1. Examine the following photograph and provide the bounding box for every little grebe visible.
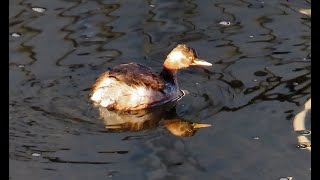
[90,44,212,111]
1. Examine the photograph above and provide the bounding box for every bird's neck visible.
[160,67,178,84]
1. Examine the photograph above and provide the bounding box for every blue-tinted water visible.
[9,0,310,179]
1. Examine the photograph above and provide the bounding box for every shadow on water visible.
[10,0,310,179]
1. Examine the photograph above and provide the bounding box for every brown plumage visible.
[91,63,165,93]
[89,44,212,111]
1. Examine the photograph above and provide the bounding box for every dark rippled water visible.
[9,0,310,179]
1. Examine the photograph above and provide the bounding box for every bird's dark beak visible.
[191,58,212,66]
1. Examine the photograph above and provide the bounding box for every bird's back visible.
[90,63,181,111]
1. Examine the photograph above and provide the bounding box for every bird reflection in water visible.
[97,102,211,137]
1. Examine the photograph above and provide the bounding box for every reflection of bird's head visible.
[98,103,212,137]
[164,119,211,137]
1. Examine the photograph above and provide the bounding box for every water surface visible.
[9,0,310,179]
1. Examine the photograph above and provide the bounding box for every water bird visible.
[90,44,212,111]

***

INSTRUCTIONS TO FOLLOW
Leave the pictures out and reproduce every record above exactly.

RESULT
1. Examine the following photograph and provide the bounding box for every little grebe visible.
[90,44,212,111]
1. Examine the photograph above and provide the bounding box for every bird's neck visible.
[160,67,178,84]
1. Examine the photograph above and provide the bounding box for every blue-tinted water visible.
[9,0,310,179]
1. Examine the photograph above and provide the bounding box for every shadow on water visible.
[10,0,310,179]
1. Examine the photograph above and provide the bounding box for every brown plumage visible.
[91,63,165,93]
[89,44,212,111]
1. Examine the photograph above and provide the bounding box for every dark rippled water visible.
[9,0,310,179]
1. Examine the photograph above and provide the bounding box for every bird's dark beak visible.
[191,58,212,66]
1. Examine the photograph above and provide the bounding box for every bird's back visible.
[90,63,181,111]
1. Examine the photograph above and provide the bounding box for every bird reflection in water visible.
[97,102,211,137]
1. Examine the photograph above and provide the bounding box for every reflection of bird's head visible.
[98,103,212,137]
[164,119,211,137]
1. Examine the photograph above and provide the bounding box for every water surface visible.
[9,0,310,179]
1. Examine the photograph above and provide the bounding box for every water bird visible.
[90,44,212,111]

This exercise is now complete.